> _Aim of the exercise_: Gather every line of the material that contains the word "concrete" and copy each one in full. Case matters, so count only lines where the word's capitalization matches.

* Start *

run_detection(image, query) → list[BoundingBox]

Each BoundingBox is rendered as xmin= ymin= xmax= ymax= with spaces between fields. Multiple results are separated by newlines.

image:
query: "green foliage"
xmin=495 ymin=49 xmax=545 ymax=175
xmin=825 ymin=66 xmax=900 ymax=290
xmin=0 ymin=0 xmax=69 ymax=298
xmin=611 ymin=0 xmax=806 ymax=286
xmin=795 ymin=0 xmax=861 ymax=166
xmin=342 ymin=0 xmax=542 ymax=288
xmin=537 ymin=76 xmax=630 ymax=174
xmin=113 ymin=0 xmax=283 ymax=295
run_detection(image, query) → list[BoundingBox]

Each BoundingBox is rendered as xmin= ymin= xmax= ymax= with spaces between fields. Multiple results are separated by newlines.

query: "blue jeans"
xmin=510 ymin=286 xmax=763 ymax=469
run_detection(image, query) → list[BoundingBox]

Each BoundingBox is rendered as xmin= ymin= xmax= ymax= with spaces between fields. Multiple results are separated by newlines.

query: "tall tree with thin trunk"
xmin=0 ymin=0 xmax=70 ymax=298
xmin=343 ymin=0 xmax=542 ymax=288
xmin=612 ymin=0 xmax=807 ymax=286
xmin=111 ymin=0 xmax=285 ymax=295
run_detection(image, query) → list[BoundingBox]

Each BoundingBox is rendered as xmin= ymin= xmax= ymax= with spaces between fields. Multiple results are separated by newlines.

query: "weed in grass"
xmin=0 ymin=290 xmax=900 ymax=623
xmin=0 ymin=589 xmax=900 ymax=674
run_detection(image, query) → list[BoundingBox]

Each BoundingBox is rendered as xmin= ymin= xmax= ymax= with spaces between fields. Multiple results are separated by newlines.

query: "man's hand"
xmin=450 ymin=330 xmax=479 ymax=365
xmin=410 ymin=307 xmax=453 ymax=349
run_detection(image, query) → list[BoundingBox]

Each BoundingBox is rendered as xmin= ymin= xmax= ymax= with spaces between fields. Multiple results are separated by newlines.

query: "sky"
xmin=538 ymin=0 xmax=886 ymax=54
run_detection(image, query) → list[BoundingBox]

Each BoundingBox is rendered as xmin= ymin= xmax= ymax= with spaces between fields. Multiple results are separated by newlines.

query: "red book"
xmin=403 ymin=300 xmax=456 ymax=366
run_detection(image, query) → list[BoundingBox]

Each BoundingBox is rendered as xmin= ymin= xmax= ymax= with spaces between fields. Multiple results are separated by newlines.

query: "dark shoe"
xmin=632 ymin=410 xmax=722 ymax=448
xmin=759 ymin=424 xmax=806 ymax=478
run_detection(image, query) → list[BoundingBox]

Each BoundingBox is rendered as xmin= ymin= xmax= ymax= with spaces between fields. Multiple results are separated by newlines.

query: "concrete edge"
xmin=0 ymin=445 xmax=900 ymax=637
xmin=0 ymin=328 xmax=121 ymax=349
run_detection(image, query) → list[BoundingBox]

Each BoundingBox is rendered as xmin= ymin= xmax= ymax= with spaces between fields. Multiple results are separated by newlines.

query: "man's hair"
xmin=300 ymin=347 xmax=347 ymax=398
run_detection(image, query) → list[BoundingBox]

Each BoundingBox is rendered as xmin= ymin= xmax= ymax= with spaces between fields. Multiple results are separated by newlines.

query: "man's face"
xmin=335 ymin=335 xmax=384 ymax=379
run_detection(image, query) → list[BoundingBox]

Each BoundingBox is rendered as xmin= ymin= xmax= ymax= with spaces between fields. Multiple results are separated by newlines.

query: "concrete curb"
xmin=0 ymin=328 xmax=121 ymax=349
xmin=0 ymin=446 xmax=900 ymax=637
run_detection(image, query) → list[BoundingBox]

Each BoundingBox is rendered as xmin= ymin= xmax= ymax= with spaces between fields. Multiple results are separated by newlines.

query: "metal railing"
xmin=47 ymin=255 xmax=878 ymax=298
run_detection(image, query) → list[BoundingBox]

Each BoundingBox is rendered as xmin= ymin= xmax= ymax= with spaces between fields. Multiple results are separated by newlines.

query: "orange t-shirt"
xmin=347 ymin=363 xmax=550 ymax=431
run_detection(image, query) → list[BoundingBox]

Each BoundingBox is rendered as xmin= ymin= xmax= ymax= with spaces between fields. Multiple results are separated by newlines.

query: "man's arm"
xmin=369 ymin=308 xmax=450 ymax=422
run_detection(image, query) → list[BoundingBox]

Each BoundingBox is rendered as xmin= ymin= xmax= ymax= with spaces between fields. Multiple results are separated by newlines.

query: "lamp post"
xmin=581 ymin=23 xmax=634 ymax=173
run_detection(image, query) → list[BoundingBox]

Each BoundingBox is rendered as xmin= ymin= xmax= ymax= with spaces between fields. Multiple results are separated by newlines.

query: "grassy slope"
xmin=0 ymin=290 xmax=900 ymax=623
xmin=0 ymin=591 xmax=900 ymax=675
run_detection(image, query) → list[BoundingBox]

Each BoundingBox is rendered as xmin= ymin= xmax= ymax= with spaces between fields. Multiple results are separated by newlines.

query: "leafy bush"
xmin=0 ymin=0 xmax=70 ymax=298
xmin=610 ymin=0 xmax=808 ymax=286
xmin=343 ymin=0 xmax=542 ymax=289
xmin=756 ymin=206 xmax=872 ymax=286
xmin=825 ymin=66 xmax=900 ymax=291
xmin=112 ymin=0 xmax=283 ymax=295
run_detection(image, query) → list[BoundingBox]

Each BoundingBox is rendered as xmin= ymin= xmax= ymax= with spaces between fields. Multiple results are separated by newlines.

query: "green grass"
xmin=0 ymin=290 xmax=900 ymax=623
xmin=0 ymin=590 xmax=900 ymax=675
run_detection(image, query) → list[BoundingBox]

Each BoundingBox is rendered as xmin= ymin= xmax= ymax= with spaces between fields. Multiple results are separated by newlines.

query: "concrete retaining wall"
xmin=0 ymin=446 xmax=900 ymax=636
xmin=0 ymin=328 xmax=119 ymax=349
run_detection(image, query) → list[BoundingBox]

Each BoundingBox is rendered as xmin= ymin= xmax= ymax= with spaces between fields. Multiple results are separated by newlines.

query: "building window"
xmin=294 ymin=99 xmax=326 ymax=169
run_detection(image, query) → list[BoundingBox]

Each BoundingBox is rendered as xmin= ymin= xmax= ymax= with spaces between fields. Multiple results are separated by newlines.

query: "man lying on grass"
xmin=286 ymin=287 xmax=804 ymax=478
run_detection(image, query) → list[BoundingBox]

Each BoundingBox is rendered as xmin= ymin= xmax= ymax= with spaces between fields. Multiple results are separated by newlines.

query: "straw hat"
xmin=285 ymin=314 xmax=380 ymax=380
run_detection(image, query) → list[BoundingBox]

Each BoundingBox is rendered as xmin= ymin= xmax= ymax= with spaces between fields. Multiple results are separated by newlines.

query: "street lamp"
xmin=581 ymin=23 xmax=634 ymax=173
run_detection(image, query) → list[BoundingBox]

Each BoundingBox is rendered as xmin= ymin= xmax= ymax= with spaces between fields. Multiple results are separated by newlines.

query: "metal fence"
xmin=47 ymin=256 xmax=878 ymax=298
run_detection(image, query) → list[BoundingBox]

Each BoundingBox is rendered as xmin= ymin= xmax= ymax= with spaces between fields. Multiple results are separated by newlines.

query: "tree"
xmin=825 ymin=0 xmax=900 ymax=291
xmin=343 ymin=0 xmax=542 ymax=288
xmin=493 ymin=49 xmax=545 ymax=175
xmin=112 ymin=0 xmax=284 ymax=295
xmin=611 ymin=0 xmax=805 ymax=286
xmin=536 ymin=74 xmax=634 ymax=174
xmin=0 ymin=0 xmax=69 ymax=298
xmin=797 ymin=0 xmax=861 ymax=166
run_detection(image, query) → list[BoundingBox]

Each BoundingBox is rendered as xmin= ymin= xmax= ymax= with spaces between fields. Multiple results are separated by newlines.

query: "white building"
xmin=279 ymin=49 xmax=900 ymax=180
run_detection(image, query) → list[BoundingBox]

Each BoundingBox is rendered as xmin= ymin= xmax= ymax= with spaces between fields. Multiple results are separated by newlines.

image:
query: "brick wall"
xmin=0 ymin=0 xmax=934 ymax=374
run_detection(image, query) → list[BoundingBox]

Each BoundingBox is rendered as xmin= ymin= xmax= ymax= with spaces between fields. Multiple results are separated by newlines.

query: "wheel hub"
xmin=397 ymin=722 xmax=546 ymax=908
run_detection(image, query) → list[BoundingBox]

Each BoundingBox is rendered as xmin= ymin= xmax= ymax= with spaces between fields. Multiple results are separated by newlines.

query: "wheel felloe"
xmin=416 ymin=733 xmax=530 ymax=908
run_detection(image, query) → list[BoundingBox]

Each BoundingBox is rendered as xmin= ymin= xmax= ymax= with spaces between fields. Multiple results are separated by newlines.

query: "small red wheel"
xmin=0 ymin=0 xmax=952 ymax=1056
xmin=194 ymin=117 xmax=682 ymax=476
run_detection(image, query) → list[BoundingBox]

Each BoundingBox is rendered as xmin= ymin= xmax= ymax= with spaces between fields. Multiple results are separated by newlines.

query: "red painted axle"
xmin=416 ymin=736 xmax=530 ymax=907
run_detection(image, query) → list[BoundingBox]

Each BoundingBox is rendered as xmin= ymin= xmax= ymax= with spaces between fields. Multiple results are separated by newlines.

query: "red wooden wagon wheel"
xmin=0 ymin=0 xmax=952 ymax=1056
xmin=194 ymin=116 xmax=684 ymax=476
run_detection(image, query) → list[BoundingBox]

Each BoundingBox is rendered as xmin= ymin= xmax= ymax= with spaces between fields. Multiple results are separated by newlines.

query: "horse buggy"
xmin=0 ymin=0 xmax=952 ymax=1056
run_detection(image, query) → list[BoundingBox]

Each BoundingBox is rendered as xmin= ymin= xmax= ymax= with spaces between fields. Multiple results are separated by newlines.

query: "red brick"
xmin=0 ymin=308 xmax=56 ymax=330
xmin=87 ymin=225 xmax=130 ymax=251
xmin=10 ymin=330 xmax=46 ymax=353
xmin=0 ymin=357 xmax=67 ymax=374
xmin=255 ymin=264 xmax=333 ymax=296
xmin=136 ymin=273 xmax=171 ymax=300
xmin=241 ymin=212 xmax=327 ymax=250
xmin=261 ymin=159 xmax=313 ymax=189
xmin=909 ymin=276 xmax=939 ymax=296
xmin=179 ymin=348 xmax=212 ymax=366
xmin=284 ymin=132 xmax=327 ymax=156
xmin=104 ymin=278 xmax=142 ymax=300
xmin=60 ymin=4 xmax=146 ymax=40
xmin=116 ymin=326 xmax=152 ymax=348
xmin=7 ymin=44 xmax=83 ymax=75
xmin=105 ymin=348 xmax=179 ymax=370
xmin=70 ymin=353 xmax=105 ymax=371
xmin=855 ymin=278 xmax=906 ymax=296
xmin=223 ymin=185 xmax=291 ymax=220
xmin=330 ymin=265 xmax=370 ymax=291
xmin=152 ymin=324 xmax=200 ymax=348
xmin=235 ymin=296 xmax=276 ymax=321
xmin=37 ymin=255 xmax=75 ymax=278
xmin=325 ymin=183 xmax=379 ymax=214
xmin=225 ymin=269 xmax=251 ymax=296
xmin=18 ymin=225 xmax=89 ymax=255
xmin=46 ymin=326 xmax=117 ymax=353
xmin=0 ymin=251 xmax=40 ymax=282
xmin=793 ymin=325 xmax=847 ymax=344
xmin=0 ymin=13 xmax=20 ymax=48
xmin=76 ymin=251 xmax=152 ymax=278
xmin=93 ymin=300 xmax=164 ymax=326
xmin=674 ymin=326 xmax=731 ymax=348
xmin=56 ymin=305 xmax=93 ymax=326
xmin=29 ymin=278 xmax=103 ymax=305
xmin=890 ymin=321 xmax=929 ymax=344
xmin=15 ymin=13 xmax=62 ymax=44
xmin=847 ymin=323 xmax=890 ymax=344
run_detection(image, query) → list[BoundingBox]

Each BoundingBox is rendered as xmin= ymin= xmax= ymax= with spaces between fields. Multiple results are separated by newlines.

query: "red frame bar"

* End *

> _Problem solution_:
query: "concrete edge"
query: "concrete curb"
query: "concrete retaining wall"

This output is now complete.